Linux Kernel 2.2 Documentation:
/usr/src/linux/Documentation/networking/ip-sysctl.txt
networking/ip-sysctl.txt
/proc/sys/net/ipv4/* の変数
[プレインテキスト版]
- 原著作者: Alexey Kuznetsov <kuznet@ms2.inr.ac.ru> Andi Kleen <ak@muc.de>
- 翻訳者: 野本浩一 <hng@ps.ksky.ne.jp>
- バージョン: 2.2.20
- 翻訳日時: 2001/12/10
/proc/sys/net/ipv4/* の変数:
ip_forward - 論理型
0 - 無効 (既定値)
0 以外 - 有効
パケットをインターフェース間でフォワード (回送) します。
この変数は特別なもので、この変更はすべての設定値を既定の状態に
戻します (ホスト用 RFC1122、ルータ用 RFC1812 に従って、以下の
記述における既定値はこの設定により 0 ならホスト、0 以外ならルー
タの値となります)。

##############################

課題 >> ipv4 変数の説明文のうち、「Linux Kernel 2.2」から「パケットをインターフェース間でフォワード (回送) します。」までをそのまま書き写すこと。

位置特定の記録
##############################

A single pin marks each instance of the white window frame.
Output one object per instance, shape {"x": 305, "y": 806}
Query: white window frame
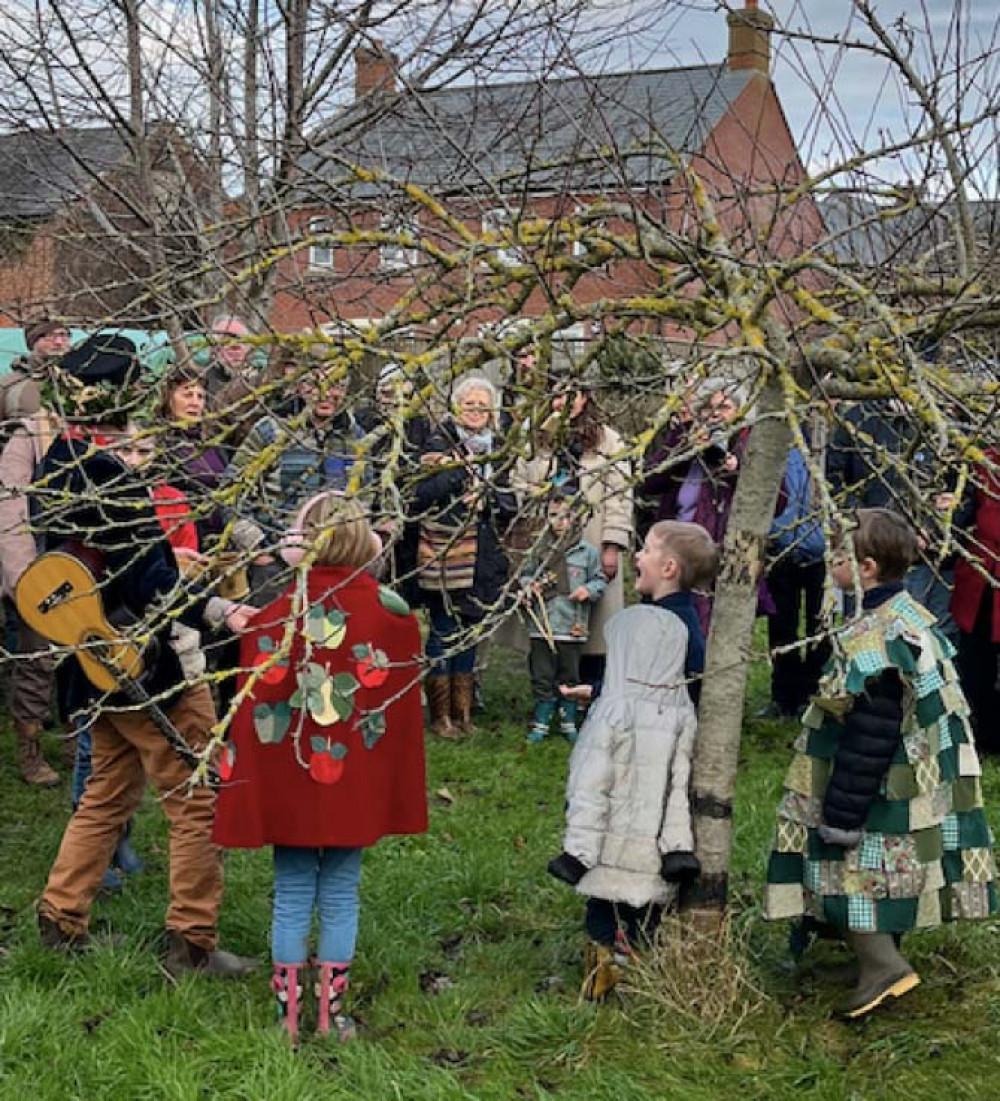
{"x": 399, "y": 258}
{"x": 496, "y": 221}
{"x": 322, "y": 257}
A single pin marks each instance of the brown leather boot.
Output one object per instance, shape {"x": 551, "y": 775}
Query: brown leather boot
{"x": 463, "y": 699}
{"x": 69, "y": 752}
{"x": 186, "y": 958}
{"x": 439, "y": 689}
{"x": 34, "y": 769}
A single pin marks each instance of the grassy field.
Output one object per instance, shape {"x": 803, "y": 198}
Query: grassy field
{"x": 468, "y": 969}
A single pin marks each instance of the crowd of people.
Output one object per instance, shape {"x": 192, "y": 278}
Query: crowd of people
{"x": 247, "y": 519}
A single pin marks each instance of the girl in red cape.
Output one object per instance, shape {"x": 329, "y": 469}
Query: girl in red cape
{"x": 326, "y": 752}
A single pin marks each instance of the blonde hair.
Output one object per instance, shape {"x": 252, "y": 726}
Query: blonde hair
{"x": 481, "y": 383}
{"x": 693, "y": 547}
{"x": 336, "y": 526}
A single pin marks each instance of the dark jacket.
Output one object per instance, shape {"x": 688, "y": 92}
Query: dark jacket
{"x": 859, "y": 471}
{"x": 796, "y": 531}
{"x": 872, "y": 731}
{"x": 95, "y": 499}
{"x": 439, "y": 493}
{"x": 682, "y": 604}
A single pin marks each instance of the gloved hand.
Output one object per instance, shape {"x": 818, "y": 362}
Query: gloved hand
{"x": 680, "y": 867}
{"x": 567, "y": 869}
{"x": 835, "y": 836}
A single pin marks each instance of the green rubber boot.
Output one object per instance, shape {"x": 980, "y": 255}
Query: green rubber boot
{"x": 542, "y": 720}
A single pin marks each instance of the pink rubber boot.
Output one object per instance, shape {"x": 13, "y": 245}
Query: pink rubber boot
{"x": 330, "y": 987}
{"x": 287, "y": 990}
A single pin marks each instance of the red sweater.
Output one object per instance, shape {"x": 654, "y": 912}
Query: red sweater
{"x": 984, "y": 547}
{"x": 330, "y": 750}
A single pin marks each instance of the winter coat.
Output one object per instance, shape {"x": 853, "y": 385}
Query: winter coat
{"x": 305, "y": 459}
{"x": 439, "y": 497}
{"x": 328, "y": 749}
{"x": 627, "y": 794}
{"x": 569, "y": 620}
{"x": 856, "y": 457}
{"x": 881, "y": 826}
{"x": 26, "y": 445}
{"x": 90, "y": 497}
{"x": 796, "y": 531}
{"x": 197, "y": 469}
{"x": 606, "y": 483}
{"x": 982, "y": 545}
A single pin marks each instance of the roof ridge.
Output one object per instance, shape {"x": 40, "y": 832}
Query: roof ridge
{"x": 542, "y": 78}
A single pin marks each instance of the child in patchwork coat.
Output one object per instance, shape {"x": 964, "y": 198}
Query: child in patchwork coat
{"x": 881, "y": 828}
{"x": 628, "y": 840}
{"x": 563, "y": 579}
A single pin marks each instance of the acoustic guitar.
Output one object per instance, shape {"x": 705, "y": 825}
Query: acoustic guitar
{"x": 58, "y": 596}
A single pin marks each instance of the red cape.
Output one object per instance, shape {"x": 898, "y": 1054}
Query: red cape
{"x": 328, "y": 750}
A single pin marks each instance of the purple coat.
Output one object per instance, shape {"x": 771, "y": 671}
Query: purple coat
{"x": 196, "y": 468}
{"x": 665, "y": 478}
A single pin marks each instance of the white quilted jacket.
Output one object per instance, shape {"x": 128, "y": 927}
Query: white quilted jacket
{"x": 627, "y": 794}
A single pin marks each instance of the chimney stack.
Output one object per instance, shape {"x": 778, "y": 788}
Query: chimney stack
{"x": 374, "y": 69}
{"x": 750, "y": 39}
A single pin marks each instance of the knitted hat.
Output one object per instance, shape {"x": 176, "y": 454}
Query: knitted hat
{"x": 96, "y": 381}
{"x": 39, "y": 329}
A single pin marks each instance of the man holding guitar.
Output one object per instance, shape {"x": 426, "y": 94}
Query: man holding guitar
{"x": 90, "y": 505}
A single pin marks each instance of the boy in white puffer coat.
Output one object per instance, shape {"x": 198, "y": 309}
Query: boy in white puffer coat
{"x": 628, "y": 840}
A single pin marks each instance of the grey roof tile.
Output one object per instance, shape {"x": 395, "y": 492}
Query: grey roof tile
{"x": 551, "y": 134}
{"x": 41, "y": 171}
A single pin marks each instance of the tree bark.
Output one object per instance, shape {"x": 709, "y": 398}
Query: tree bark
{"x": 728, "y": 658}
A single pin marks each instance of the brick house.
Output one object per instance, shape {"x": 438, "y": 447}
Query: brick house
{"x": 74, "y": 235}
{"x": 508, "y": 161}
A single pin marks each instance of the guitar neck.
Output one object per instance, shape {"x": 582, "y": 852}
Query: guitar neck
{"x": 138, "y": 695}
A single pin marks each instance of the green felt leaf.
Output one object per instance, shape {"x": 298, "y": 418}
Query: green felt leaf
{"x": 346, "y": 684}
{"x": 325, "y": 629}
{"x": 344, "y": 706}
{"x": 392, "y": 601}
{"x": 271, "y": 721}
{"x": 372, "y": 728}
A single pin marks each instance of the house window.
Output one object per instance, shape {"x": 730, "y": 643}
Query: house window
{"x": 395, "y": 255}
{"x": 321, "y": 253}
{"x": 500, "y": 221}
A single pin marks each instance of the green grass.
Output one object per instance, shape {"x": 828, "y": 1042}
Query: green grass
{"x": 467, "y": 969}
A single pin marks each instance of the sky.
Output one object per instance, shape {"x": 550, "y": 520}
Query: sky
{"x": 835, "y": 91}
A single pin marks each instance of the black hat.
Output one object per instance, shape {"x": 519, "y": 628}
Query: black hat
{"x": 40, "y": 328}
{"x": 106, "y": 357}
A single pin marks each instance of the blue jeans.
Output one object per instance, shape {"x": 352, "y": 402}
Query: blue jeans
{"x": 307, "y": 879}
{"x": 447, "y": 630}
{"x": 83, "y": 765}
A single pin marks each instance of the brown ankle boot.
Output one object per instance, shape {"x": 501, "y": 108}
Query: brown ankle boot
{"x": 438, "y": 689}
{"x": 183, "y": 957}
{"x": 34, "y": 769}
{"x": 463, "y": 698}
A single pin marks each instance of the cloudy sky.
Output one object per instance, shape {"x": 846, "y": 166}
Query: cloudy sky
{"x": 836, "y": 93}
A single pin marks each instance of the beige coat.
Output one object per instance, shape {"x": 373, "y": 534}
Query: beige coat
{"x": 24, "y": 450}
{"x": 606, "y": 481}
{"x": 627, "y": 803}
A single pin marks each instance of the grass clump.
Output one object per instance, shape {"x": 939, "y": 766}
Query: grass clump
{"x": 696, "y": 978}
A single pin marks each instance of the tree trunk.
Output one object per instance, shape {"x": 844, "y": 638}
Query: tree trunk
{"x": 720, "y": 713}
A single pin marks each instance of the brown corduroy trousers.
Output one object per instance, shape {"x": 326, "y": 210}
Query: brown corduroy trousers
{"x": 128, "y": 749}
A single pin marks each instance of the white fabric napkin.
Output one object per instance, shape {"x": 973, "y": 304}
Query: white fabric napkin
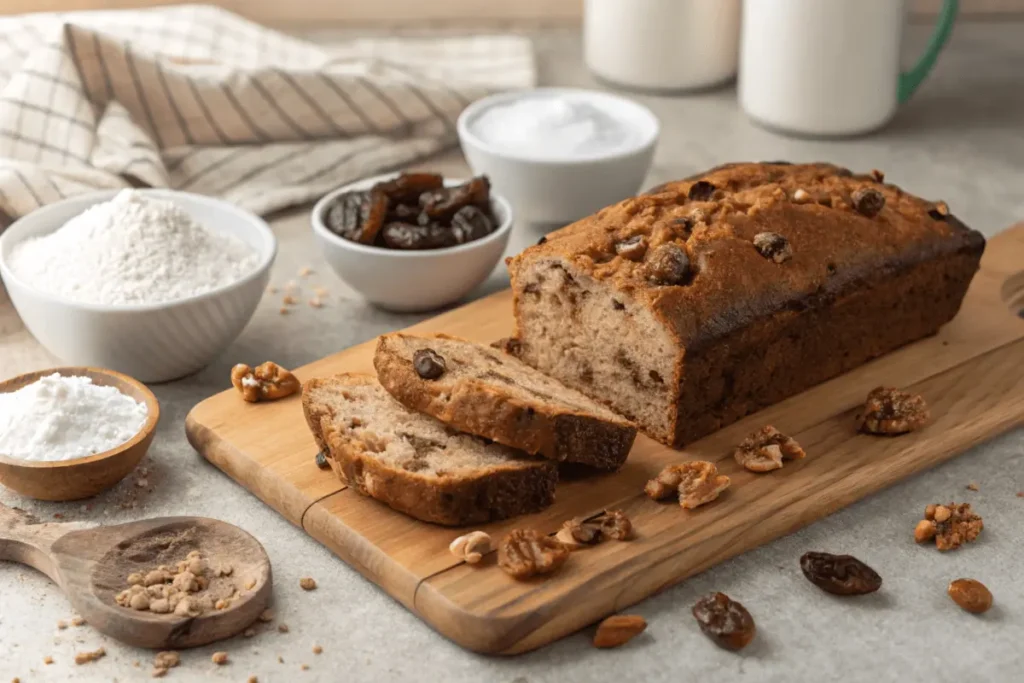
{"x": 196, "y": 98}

##############################

解答全文 >>
Linux Kernel 2.2 Documentation:
/usr/src/linux/Documentation/networking/ip-sysctl.txt
networking/ip-sysctl.txt
/proc/sys/net/ipv4/* の変数
[プレインテキスト版]
- 原著作者: Alexey Kuznetsov <kuznet@ms2.inr.ac.ru> Andi Kleen <ak@muc.de>
- 翻訳者: 野本浩一 <hng@ps.ksky.ne.jp>
- バージョン: 2.2.20
- 翻訳日時: 2001/12/10
/proc/sys/net/ipv4/* の変数:
ip_forward - 論理型
0 - 無効 (既定値)
0 以外 - 有効
パケットをインターフェース間でフォワード (回送) します。